* [Problem details]
Reproduce every line of the data below verbatim.
.....
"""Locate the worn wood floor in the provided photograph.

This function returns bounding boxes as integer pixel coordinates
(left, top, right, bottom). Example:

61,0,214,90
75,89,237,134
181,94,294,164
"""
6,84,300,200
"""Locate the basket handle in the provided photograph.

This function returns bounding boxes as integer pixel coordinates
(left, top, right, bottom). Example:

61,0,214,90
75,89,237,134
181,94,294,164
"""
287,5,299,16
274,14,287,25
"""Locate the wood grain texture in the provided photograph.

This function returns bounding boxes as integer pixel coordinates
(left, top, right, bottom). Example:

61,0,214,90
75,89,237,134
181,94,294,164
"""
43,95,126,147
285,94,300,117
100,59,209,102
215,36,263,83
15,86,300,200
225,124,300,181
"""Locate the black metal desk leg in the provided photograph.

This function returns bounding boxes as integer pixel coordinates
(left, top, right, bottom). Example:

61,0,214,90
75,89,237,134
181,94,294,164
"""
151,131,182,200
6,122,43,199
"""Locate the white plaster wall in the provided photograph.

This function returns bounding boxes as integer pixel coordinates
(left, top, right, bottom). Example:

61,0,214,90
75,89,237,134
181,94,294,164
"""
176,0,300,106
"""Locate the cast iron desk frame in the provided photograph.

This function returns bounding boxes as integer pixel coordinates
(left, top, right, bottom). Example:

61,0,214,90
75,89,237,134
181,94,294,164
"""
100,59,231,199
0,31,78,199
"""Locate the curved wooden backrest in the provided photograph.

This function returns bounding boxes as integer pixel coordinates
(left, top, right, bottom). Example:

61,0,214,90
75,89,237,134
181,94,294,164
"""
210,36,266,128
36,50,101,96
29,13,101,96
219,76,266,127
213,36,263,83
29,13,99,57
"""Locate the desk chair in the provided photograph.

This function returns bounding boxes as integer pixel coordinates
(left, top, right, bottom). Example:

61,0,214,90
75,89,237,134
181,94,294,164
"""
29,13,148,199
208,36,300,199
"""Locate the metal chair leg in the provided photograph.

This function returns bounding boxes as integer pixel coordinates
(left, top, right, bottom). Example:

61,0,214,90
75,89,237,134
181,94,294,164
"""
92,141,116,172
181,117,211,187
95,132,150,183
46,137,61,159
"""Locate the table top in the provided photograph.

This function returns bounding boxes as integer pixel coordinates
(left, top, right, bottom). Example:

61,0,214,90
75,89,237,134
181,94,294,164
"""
.....
* [Problem solution]
"""Locate the worn wood floor in the provided photograph.

This function returns bounding boxes as integer pixel coordinates
(left, top, right, bottom). Example:

61,0,214,90
75,89,237,134
181,94,294,164
"""
6,84,300,200
"""Locate the basket handle in the provided photograph.

This function returns bounding boxes as integer pixel coordinates
(left, top, right, bottom). Example:

61,0,214,90
75,89,237,134
181,94,294,164
"""
287,5,299,16
274,14,287,25
"""Locate the wood grain texture in the provided photograph.

This function returns bounding boxes as integer pixel coordinates
(left, top, right, bottom). Example:

61,0,214,90
75,89,237,134
181,94,294,164
"""
43,95,126,147
285,94,300,117
100,59,209,102
215,36,263,83
15,86,300,200
225,124,300,181
"""Locate the black metal desk leg in the provided photograph.

This function returns bounding boxes as integer pixel coordinates
(left, top, right, bottom). Example:

61,0,214,90
75,89,237,134
181,94,294,164
"""
151,131,182,200
6,122,43,199
"""Locate the white plaster wall in the provided photograph.

This function returns bounding boxes as integer pixel coordinates
(left, top, right, bottom). Example:

61,0,214,90
75,89,237,134
181,94,294,164
"""
176,0,300,106
"""Locate the cast iron desk frame in the provided photograph.

This function returns bounding boxes as integer pixel coordinates
(left, top, right, bottom). Example:

61,0,214,90
75,89,237,134
181,94,294,164
"""
100,59,231,199
0,31,78,199
"""Locate the curved wooden backrest in the provided photograph.

This function returns bounding boxes as integer pixel coordinates
(left, top, right, bottom). Example:

61,0,214,90
75,89,237,134
181,94,294,164
"""
210,36,266,128
36,50,101,96
29,13,101,96
219,76,266,127
213,36,263,83
29,13,99,57
"""Locate the desk chair in the provided photograph.

This function returns bounding boxes as integer pixel coordinates
(left, top, right, bottom). Example:

61,0,214,90
75,89,237,134
181,94,294,164
"""
29,13,148,199
208,36,300,199
"""Locate the metal chair leg in the provided photograph.

This function returns bounding boxes as integer pixel coordinates
(left, top, right, bottom). Example:

61,0,214,90
75,89,237,134
181,94,294,164
"""
92,141,116,172
181,117,211,187
95,132,150,183
46,137,61,159
"""Locate the table top in the provided photograph.

This function returns bounding boxes as integer pixel coordinates
(left, top, right, bottom). Example:

61,0,214,90
75,89,237,134
181,94,294,164
"""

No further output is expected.